Task directions: Retype the data below verbatim, preserving every line and character without alteration.

Data for the task:
>> Start
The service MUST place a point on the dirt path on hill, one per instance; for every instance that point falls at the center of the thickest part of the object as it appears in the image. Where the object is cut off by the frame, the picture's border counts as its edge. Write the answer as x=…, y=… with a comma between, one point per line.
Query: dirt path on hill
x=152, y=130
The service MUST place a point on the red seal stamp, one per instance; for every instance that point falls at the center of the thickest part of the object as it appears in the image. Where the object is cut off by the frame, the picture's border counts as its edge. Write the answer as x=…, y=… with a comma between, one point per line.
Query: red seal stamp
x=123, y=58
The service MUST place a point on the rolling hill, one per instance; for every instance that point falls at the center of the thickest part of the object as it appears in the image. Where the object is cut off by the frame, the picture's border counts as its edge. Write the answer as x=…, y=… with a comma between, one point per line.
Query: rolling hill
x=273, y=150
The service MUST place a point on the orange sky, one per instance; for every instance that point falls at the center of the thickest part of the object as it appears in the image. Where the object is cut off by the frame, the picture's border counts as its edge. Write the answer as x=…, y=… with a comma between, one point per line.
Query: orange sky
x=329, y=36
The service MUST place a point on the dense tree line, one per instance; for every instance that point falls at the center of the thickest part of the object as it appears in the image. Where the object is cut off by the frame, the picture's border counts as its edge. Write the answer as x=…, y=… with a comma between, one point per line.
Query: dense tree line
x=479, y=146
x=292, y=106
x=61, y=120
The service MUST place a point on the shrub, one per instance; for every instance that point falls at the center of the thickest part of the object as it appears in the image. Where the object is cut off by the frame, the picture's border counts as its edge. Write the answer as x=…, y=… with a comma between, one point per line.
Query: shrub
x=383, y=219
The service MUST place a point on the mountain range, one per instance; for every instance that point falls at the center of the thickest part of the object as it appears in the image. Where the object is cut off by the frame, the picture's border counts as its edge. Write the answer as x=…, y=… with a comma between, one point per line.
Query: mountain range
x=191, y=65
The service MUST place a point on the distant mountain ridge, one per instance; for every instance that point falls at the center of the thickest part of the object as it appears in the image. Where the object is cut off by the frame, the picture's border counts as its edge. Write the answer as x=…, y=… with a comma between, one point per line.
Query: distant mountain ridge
>> End
Solution to this problem:
The service MUST place a point on the dirt path on hill, one per instance; for every instance that point falls at the center of the thickest part of the object as it appears in the image. Where the object is cut off by the frame, the picture's border counts as its edge. Write the answer as x=…, y=… with a comma between, one point per line.
Query: dirt path on hill
x=152, y=130
The service MUST place a point on the red seal stamp, one per instance; for every instance that point falls at the center of the thickest part of the object as it appears in the image. Where the object is cut off by the frame, the picture's border counts as its edge. Write the answer as x=…, y=… with a comma between, one point per line.
Query: red seal stamp
x=123, y=58
The service MUST place a point on the rolling hill, one per instance; for every instance that point falls at the center of the thickest part of the object as it appears in the image. Where the object is cut off by the frame, the picture's border counts as its edge. Write the answer as x=…, y=… with a comma between, one point per line.
Query: rolling hill
x=273, y=150
The service MUST place a point on the orange sky, one per instance; for every instance that point falls at the center of the thickest part of the object as it appears in the image. Where the object is cut off by the frame, the picture's border counts as its edge. Write the answer as x=…, y=… with a comma between, one point per line.
Query: orange sky
x=329, y=36
The service MUST place a point on the dense tree line, one per instance; for every instance that point falls at the center of the thickest part of the object as it appears in the image. Where the object is cut off by the frame, the picture's border counts as its edge. Write the answer as x=…, y=… with a comma between, one point per line.
Query: dense tree line
x=479, y=146
x=292, y=106
x=61, y=120
The service MUST place a point on the shrub, one per instance; for every instance that point falls at the center of the thickest part of the object as it appears in the image. Where the object is cut off by the frame, the picture's border counts as its edge. Write the answer as x=…, y=… with a comma between, one point per line.
Query: shrub
x=383, y=219
The service MUST place a point on the mountain range, one per instance; for every instance that point falls at the center of the thickest part of the object as it appears in the image. Where the object is cut off by the frame, the picture's border counts as its edge. Write the answer as x=…, y=… with a comma between, one point per line.
Query: mountain range
x=191, y=65
The service MUST place a point on the distant mountain ridge, one per instance; for every instance that point falls at the center of the thickest part of the object as it appears in the image. Where the object is cut off by the frame, the picture's border counts as its edge. Write the answer as x=…, y=… with a comma between, one point per line.
Query: distant mountain ridge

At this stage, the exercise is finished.